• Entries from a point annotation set
___

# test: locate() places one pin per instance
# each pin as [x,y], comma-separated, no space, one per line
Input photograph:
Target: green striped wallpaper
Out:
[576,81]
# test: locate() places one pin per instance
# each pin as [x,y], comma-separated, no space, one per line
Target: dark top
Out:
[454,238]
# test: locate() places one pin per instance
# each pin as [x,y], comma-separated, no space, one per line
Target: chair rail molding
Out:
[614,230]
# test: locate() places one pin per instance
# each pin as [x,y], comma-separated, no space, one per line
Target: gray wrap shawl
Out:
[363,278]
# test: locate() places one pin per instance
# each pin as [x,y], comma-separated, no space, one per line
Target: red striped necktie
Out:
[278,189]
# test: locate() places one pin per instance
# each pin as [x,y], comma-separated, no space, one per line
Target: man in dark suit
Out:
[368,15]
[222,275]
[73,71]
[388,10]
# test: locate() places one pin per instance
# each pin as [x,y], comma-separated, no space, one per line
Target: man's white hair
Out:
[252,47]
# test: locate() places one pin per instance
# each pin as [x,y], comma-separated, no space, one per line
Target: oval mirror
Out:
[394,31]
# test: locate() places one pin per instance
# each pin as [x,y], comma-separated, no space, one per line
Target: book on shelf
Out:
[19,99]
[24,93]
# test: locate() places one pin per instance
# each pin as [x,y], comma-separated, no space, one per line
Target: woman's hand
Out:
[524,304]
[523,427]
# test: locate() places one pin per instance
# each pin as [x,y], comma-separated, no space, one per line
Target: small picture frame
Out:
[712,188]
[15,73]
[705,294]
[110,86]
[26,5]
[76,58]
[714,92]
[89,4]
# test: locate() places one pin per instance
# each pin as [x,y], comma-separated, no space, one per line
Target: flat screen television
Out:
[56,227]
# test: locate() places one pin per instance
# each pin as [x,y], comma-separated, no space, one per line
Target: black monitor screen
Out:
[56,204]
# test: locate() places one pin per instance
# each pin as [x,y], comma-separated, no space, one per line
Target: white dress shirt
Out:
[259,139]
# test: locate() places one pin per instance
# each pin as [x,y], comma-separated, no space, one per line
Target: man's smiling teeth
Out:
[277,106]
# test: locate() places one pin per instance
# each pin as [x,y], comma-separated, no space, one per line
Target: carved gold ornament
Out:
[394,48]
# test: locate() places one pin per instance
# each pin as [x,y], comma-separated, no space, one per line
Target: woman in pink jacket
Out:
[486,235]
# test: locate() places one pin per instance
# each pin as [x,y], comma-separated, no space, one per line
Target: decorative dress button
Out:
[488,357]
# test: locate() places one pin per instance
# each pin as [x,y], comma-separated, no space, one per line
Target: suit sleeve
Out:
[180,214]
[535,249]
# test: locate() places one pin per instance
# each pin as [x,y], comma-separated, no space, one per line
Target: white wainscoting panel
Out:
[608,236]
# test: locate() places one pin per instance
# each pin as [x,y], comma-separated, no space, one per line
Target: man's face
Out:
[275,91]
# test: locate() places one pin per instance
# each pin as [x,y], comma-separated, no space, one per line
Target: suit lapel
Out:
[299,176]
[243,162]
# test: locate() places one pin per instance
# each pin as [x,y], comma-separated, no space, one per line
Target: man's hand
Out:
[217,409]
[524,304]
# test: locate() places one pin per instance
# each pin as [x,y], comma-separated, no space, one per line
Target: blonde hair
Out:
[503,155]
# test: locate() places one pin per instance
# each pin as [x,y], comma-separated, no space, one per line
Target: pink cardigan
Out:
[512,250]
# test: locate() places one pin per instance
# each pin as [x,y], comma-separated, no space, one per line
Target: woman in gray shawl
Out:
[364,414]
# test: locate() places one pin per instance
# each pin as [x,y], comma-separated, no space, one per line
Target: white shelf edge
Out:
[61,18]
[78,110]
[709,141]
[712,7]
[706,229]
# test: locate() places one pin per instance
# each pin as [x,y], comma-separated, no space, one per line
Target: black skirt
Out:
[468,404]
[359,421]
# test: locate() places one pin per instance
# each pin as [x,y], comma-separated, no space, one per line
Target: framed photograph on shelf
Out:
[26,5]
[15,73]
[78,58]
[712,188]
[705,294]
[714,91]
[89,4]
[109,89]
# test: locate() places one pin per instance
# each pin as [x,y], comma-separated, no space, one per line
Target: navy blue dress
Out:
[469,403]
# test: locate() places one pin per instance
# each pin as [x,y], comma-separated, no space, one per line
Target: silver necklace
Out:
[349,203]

___

• Aim of the task
Output the full listing exactly as it stands.

• The solution
# test: locate() places one pin per instance
# each pin as [x,y], comma-separated, no space, one per line
Input photograph:
Target: green striped wallpaper
Out:
[576,81]
# test: locate() places one pin per instance
# each pin as [x,y], comma-separated, no space, one per line
Target: dark top
Out:
[454,238]
# test: locate() places one pin per instance
# each pin as [x,y], comma-separated, no space, one per line
Target: chair rail molding
Out:
[614,230]
# test: locate() places one pin per instance
# each pin as [x,y], comma-separated, no space, one per line
Target: gray wrap shawl
Out:
[363,278]
# test: locate() places one pin per instance
# each pin as [x,y], comma-separated, no space, one per line
Target: red striped necktie
Out:
[278,189]
# test: locate() places one pin per instance
# each pin as [x,y], comma-separated, no space, one per line
Target: man in dark suit
Out:
[368,15]
[222,275]
[73,71]
[388,10]
# test: locate() places one pin per instance
# each pin as [x,y], comma-separated, no space, one per line
Target: man's white hair
Out:
[252,47]
# test: locate() places one pin per instance
# each pin as [x,y], comma-separated, no space, one per line
Target: oval mirror
Out:
[394,31]
# test: locate() places one pin per instance
# each pin as [x,y], comma-separated, no space, one per line
Target: book on shelf
Out:
[19,99]
[24,93]
# test: locate() places one pin per instance
# each pin as [x,y], comma-separated, no space, one per line
Target: woman's hand
Out:
[524,304]
[523,427]
# test: locate() places one pin per instance
# each pin as [x,y], comma-separated, no space, one per line
Target: small picture frame
Out:
[712,188]
[15,73]
[705,294]
[110,86]
[26,5]
[76,58]
[714,92]
[89,4]
# test: locate() places one pin per instance
# each pin as [x,y], comma-separated, no space, one per line
Target: flat screen television
Out:
[56,227]
# test: locate() places one pin per instance
# each pin as [x,y], comma-separated, no space, one per line
Target: black monitor screen
Out:
[56,204]
# test: locate() places one pin per instance
# each pin as [x,y], comma-separated, no space, one per line
Target: white dress shirt
Out:
[259,139]
# test: locate() places one pin per instance
# each pin as [x,y], comma-separated, no space, one per line
Target: man's smiling teeth
Out:
[277,106]
# test: locate() places one pin per instance
# each pin as [x,y], comma-separated, no space, one per line
Target: carved gold ornament
Out:
[394,48]
# test: locate() places one pin per instance
# each pin as [x,y], comma-separated, no space, one per line
Target: woman in pink jacket
Out:
[486,235]
# test: locate() places one pin per instance
# each pin as [x,y], comma-separated, no space, one per line
Target: decorative dress button
Out:
[488,357]
# test: locate() places one pin per instance
# each pin as [x,y], comma-separated, no space, one per line
Target: suit sleeve
Out:
[180,214]
[535,249]
# test: locate() places one pin per instance
# each pin as [x,y], comma-separated, no space, one per line
Target: white wainscoting panel
Out:
[608,236]
# test: locate() places one pin per instance
# each pin as [x,y], comma-separated, no space, one per line
Target: man's face
Out:
[275,91]
# test: locate() places one pin per instance
# each pin as [x,y], comma-separated, no space, one per line
Target: suit lapel
Out:
[299,176]
[243,162]
# test: locate() places one pin per instance
# each pin as [x,y], comma-separated, no space, one per line
Target: man's hand
Out:
[217,409]
[524,304]
# test: locate() places one pin per instance
# each pin as [x,y], comma-separated, no space, one per line
Target: blonde hair
Out:
[503,155]
# test: locate() places one pin per instance
# each pin as [x,y], comma-separated, no space, one per line
Target: pink cardigan
Out:
[512,250]
# test: locate() places one pin per instance
# each pin as [x,y], comma-separated, no space, one per line
Target: woman in gray shawl
Out:
[364,414]
# test: locate() places one pin per instance
# each pin as [x,y], comma-separated, no space, one per line
Target: white shelf edge
Out:
[61,18]
[78,110]
[709,141]
[712,7]
[706,229]
# test: locate() places one pin per instance
# each pin as [x,y], comma-separated, no space, one per line
Target: black skirt
Out:
[468,404]
[359,421]
# test: locate() places one pin per instance
# each pin as [x,y], comma-separated, no space, one per line
Target: framed photograph on shelf
Out:
[26,5]
[15,73]
[78,58]
[712,188]
[705,294]
[714,91]
[89,4]
[109,89]
# test: locate() places one pin per instance
# each pin as [x,y], comma-separated, no space, one per line
Target: navy blue dress
Out:
[469,403]
# test: locate() places one pin per instance
# each pin as [x,y], comma-separated, no space, one per line
Target: silver necklace
Out:
[349,203]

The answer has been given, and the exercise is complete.